### Latihan Singkat A
Ganti "kurikulum terselubung" dengan "kurikulum tersembunyi" di kutipan tentang kegiatan belajar, lalu tulis ulang semuanya mulai dari "Meskipun itu hal" terus ke bawah sampai "terhadap perilaku anak.".
### Latihan Singkat B
Bisakah Anda menyusun ulang paragraf kutipan tentang kegiatan belajar yang diawali "Kegiatan belajar seringkali diasosiasikan" menjadi daftar singkat yang tetap memuat fakta utamanya?
### Latihan Singkat C
Tuliskan lanjutan kutipan tentang kegiatan dan pengalaman belajar, dimulai setelah kalimat terakhir yang ditampilkan.

### Kutipan

- - -

Meskipun itu hal yang tak disadari saat menyampaikan kurikulum. Keadaan seperti
ini juga sering disebut dengan kurikulum terselubung.
D.
KEGIATAN
DAN PENGALAMAN BELAJAR
Kegiatan belajar
seringkali diasosiasikan dengan kegiatan seperti membaca, mendengar, menjawab
pertanyaan, melakukan perintah guru dan lain sebagainya. Oleh karena itu, sudah
merupakan merk pelajaran dari suatu kurikulum yang terselubung menjelma menjadi
anggapan anak-anak bahwa kalau tidak ada yang memberikan informasi atau
perintah-perintah maka tidak ada belajar. Meski selama ini tidak terlalu banyak
perubahan tingkah laku yang dialami anak dengan diajarkannya cara-cara seperti
itu. Jadi, jangan heran kalau pemompaan informasi, data, fakta berpengaruh
sangat sedikit sekali terhadap perilaku anak.

- - -

### Data Tercatat
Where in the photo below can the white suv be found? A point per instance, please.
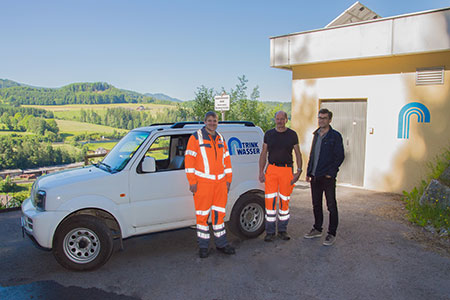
(140, 187)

- - -

### Jawaban Latihan A
Meskipun itu hal yang tak disadari saat menyampaikan kurikulum. Keadaan seperti
ini juga sering disebut dengan kurikulum tersembunyi.
D.
KEGIATAN
DAN PENGALAMAN BELAJAR
Kegiatan belajar
seringkali diasosiasikan dengan kegiatan seperti membaca, mendengar, menjawab
pertanyaan, melakukan perintah guru dan lain sebagainya. Oleh karena itu, sudah
merupakan merk pelajaran dari suatu kurikulum yang terselubung menjelma menjadi
anggapan anak-anak bahwa kalau tidak ada yang memberikan informasi atau
perintah-perintah maka tidak ada belajar. Meski selama ini tidak terlalu banyak
perubahan tingkah laku yang dialami anak dengan diajarkannya cara-cara seperti
itu. Jadi, jangan heran kalau pemompaan informasi, data, fakta berpengaruh
sangat sedikit sekali terhadap perilaku anak.

### Jawaban Latihan B
- Kegiatan belajar sering dikaitkan dengan membaca, mendengar, menjawab pertanyaan, dan melakukan perintah guru.
- Kurikulum terselubung menumbuhkan anggapan pada anak-anak bahwa tanpa pemberian informasi atau perintah, tidak ada belajar.
- Cara-cara seperti itu tidak banyak mengubah tingkah laku anak.
- Pemompaan informasi, data, dan fakta hanya sedikit sekali berpengaruh terhadap perilaku anak.

### Jawaban Latihan C
Untuk
mempengaruhi tingkah laku anak ini, kegiatan belajar sebagai komponen
pembelajaran yang sangat penting dan bermanfaat lebih signifikan pengaruhnya,
sebab kegiatan-kegiatan itulah yang mempengaruhi pengalaman dan pendidikan
pelajar. Pengalaman belajar jarang terwujud dari materi atau konten saja,
memiliki tujuan yang baik, konten yang tepat serta prosedur evaluasi yang cocok
ternyata juga belum memadai jika kegiatan belajar tidak diprogramkan untuk
menghasilkan pengalaman yang diinginkan.(Zais, 1976, hal. 350).
Implikasi konsep
ini adalah bahwa penetapan konten, materi, pokok-pokok bahasan dan tugas lain
yang diselesaikan guna menurut suatu kurikulum saja kurang memadai. Materi
tersebut hendaknya harus dilengkapi dengan kegiatan belajar yang dapat
ditransformasikan menjadi pengalaman siswa. Akibatnya, materi konten yang
tersusun rapi perlu suplementasi berupa kegiatan belajar terencana dan terpaduan
untuk menimbulkan pengalaman belajar bagi pencapaian tujuan kurikulum tersebut.
E.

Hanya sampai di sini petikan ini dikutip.